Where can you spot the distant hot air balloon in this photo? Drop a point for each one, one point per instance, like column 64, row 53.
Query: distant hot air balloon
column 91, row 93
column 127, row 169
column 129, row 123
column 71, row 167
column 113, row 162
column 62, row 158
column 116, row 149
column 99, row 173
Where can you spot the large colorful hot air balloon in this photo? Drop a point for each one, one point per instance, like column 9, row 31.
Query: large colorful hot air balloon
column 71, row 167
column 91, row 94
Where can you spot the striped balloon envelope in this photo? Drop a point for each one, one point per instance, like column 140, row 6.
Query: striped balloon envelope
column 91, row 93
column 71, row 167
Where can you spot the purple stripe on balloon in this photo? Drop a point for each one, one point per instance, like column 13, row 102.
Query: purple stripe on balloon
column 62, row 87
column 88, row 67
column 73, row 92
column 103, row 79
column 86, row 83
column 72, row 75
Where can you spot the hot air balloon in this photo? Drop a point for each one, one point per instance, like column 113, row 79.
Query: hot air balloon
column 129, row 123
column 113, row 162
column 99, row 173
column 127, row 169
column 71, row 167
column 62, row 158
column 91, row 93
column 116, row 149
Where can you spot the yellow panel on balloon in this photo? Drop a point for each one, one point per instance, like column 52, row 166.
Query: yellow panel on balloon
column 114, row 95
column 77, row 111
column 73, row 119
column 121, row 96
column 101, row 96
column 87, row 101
==*==
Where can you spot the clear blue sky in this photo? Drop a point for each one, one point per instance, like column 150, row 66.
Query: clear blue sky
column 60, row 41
==*==
Copy out everything in the records from the line containing "Where can you spot the yellow" down to the line containing "column 87, row 101", both of those lines included, word for word.

Where can you spot the yellow panel on balloon in this photo? Drop a point for each one, one point per instance, like column 52, row 166.
Query: yellow panel on balloon
column 114, row 95
column 77, row 111
column 73, row 119
column 121, row 96
column 101, row 96
column 87, row 101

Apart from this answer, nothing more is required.